=== Try it ===
Your answer should consist of every line from the records that holds the string "person".

(Natural-language object grounding data)
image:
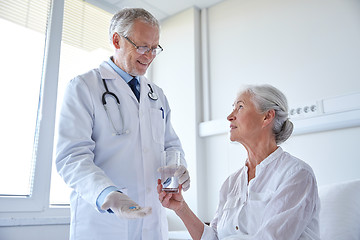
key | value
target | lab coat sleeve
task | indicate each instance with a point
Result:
(74, 154)
(171, 140)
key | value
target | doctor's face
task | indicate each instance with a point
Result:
(245, 120)
(126, 55)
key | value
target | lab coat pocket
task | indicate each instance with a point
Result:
(232, 202)
(157, 125)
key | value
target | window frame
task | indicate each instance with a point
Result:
(35, 208)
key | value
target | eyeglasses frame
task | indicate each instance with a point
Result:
(149, 49)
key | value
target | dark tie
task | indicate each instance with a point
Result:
(132, 85)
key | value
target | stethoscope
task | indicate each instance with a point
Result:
(153, 96)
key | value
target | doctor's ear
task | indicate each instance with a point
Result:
(116, 40)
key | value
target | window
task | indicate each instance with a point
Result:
(22, 43)
(85, 44)
(35, 72)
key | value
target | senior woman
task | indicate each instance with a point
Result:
(274, 195)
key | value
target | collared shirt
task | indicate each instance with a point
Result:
(281, 202)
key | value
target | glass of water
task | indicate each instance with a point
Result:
(170, 162)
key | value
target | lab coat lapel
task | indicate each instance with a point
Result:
(107, 72)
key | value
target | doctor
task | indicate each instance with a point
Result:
(114, 124)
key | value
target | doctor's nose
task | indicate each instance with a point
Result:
(231, 116)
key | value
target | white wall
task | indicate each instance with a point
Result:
(177, 72)
(310, 50)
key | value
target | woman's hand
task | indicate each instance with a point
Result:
(174, 201)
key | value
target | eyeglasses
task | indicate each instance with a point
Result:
(144, 49)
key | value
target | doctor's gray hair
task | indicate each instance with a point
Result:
(266, 97)
(123, 21)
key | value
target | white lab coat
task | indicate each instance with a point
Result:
(90, 157)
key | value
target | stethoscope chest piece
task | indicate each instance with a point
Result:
(151, 94)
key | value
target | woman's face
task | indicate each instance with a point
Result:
(246, 123)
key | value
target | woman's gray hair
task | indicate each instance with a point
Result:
(123, 21)
(266, 97)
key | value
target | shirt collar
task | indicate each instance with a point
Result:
(124, 75)
(274, 155)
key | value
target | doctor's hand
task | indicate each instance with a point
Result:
(123, 206)
(173, 201)
(180, 172)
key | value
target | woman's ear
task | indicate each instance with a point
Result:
(116, 40)
(268, 117)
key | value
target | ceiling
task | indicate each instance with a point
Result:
(161, 9)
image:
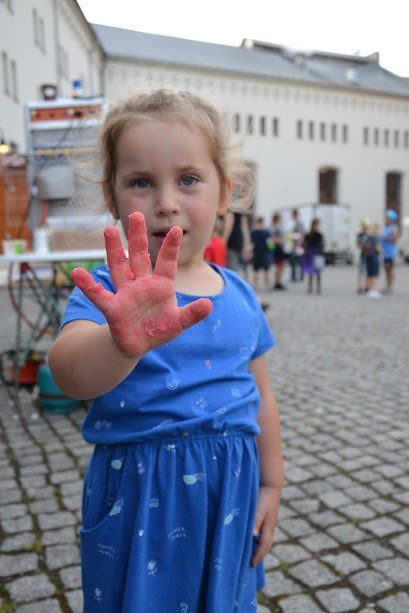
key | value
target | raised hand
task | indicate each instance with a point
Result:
(143, 313)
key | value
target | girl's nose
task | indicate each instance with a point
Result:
(166, 200)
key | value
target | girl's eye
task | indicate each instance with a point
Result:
(140, 182)
(188, 180)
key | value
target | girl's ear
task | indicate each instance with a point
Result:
(225, 197)
(110, 202)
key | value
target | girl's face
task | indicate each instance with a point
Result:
(164, 170)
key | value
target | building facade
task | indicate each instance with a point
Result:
(318, 127)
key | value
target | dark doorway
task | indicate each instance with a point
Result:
(328, 185)
(393, 192)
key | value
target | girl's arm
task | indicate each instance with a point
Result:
(271, 462)
(87, 359)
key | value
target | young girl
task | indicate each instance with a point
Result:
(182, 492)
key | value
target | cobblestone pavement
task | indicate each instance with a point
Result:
(340, 372)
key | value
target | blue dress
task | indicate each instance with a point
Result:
(171, 489)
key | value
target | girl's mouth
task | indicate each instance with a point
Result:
(161, 234)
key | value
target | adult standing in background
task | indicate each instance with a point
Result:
(390, 238)
(296, 238)
(236, 234)
(277, 236)
(361, 239)
(313, 258)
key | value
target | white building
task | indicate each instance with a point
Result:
(319, 127)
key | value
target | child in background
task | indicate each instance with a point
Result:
(216, 248)
(278, 239)
(372, 250)
(260, 237)
(182, 492)
(362, 267)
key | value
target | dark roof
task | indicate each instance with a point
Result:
(253, 58)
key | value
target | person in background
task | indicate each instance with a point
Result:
(313, 258)
(260, 236)
(390, 238)
(296, 239)
(216, 248)
(236, 235)
(372, 250)
(182, 493)
(277, 238)
(360, 242)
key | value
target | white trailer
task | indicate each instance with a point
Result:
(335, 225)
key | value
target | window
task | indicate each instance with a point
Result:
(63, 67)
(250, 124)
(38, 31)
(323, 131)
(35, 27)
(41, 35)
(14, 84)
(5, 70)
(376, 137)
(299, 128)
(9, 4)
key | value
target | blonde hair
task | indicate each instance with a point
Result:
(192, 111)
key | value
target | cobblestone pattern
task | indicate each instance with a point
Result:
(340, 372)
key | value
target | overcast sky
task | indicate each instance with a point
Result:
(338, 26)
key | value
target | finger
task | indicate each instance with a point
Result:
(116, 257)
(167, 260)
(93, 290)
(192, 313)
(139, 258)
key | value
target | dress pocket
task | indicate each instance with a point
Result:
(104, 487)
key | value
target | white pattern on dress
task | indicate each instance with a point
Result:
(117, 508)
(192, 479)
(229, 518)
(152, 568)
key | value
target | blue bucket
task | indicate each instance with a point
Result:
(51, 398)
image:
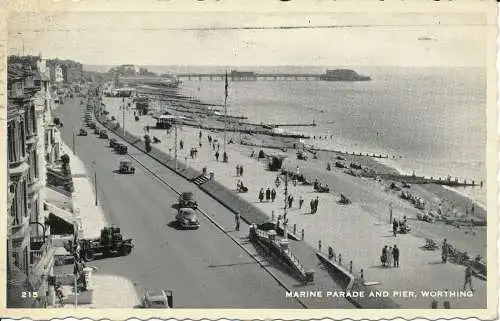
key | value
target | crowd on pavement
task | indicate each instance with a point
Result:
(351, 230)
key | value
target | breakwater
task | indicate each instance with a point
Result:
(413, 179)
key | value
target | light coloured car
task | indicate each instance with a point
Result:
(159, 299)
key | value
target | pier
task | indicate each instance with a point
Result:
(249, 76)
(412, 179)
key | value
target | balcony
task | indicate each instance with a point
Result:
(19, 167)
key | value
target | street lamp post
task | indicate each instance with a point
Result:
(95, 182)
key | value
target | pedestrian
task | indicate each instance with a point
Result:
(290, 201)
(468, 277)
(444, 251)
(395, 254)
(237, 219)
(389, 256)
(394, 227)
(383, 257)
(261, 195)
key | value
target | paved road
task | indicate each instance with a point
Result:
(203, 268)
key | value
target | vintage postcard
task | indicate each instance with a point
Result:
(249, 159)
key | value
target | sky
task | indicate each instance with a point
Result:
(340, 39)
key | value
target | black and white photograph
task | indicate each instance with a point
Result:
(251, 160)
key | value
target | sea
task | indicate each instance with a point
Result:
(433, 120)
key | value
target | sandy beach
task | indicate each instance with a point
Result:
(357, 231)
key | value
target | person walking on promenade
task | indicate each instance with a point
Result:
(468, 277)
(237, 219)
(383, 257)
(273, 195)
(395, 254)
(444, 251)
(395, 227)
(389, 256)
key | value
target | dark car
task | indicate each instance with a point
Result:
(186, 219)
(186, 199)
(122, 149)
(103, 134)
(112, 142)
(126, 167)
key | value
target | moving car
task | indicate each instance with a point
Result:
(126, 167)
(112, 142)
(187, 219)
(103, 134)
(159, 299)
(186, 199)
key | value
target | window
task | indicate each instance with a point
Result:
(11, 137)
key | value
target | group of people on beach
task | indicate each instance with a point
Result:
(270, 195)
(390, 256)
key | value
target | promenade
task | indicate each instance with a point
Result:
(358, 231)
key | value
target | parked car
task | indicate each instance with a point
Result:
(103, 134)
(186, 199)
(186, 218)
(122, 149)
(126, 167)
(162, 299)
(112, 142)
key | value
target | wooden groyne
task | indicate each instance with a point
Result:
(381, 156)
(413, 179)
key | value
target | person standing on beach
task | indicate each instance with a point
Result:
(261, 195)
(395, 254)
(237, 219)
(389, 256)
(468, 277)
(395, 227)
(444, 251)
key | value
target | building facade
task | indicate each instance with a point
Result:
(31, 148)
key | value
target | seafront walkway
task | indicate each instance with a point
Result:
(357, 232)
(109, 291)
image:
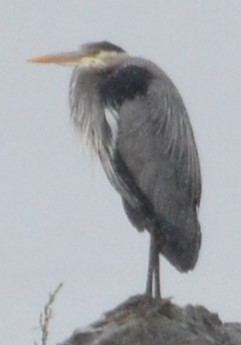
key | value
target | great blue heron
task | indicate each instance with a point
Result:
(134, 118)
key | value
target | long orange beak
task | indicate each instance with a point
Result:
(68, 58)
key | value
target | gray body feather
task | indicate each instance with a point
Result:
(146, 145)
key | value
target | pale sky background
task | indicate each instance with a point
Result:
(60, 219)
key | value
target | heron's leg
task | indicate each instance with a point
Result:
(150, 267)
(157, 272)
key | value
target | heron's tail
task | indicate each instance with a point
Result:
(181, 246)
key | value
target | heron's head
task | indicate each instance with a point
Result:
(99, 54)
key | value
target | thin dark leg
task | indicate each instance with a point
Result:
(157, 273)
(150, 268)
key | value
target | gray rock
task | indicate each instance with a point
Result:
(143, 321)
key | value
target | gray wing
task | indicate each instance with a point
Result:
(156, 143)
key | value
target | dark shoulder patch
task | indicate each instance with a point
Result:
(124, 83)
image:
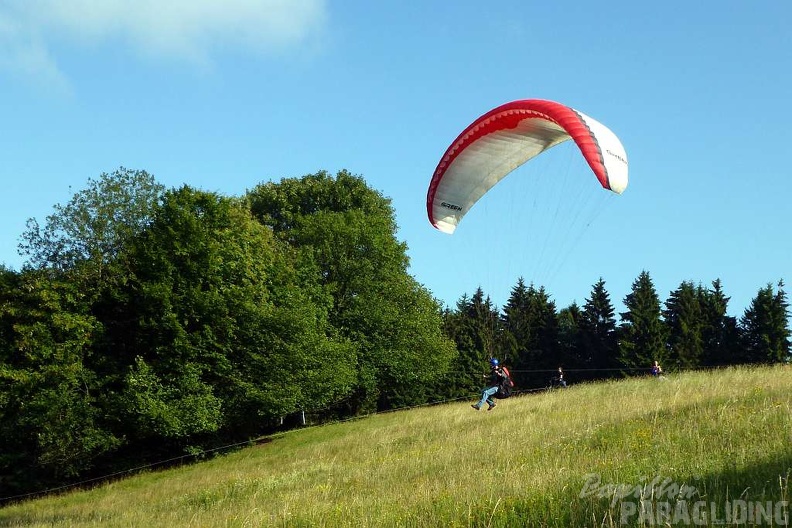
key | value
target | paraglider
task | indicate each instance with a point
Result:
(505, 138)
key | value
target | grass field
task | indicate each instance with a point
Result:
(700, 448)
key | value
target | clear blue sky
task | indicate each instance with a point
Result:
(224, 94)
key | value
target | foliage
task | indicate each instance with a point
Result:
(598, 337)
(348, 230)
(765, 326)
(88, 233)
(684, 321)
(641, 334)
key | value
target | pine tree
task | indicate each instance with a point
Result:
(684, 322)
(765, 326)
(719, 334)
(540, 353)
(569, 341)
(641, 333)
(599, 343)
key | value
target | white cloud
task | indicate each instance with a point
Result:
(185, 30)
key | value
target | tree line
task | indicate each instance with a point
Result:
(149, 322)
(691, 329)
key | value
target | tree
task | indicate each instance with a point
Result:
(88, 233)
(472, 327)
(569, 338)
(684, 322)
(50, 424)
(765, 326)
(641, 333)
(598, 339)
(530, 318)
(227, 333)
(349, 232)
(719, 332)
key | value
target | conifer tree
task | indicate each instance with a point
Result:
(765, 326)
(719, 334)
(684, 322)
(598, 334)
(569, 337)
(641, 333)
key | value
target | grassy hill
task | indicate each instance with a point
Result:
(615, 454)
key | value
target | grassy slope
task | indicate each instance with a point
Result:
(728, 434)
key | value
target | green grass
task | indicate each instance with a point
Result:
(726, 435)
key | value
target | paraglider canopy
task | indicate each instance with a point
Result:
(508, 136)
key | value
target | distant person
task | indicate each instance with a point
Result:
(559, 379)
(657, 370)
(496, 377)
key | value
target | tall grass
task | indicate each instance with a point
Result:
(552, 459)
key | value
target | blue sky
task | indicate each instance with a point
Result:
(222, 95)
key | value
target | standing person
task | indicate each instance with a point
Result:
(560, 379)
(496, 377)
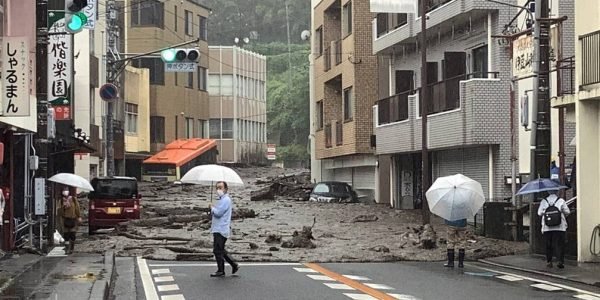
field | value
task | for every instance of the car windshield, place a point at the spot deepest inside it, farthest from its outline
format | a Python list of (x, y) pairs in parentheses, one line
[(114, 189)]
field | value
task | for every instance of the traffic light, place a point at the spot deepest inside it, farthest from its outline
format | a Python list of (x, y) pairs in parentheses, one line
[(75, 19), (189, 55)]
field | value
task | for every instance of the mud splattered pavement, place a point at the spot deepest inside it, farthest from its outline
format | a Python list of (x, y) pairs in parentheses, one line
[(175, 226)]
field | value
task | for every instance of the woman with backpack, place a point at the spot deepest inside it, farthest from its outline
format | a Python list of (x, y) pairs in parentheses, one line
[(554, 211)]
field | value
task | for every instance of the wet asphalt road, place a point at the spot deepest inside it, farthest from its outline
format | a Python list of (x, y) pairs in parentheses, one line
[(190, 280)]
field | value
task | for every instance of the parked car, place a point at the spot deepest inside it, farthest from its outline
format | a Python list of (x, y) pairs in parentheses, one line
[(114, 200), (333, 192)]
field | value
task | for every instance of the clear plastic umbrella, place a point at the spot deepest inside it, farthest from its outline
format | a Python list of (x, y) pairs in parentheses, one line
[(455, 197), (72, 180)]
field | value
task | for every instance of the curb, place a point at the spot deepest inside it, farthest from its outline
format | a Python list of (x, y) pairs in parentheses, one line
[(534, 272), (101, 288)]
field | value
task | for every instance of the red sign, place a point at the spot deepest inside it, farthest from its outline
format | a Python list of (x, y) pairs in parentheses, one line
[(62, 112)]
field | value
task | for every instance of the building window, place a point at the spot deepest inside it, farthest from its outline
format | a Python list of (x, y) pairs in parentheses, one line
[(215, 128), (202, 78), (176, 18), (147, 13), (189, 23), (348, 104), (347, 22), (190, 83), (189, 128), (227, 128), (320, 114), (157, 129), (319, 41), (203, 30), (156, 66), (131, 115)]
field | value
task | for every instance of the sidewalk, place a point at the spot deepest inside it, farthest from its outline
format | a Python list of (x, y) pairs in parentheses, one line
[(78, 276), (585, 273)]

=== Solution to the exercise ===
target | person in background
target | person walking on promenade
target | person standing on beach
target | distant person
target | standing person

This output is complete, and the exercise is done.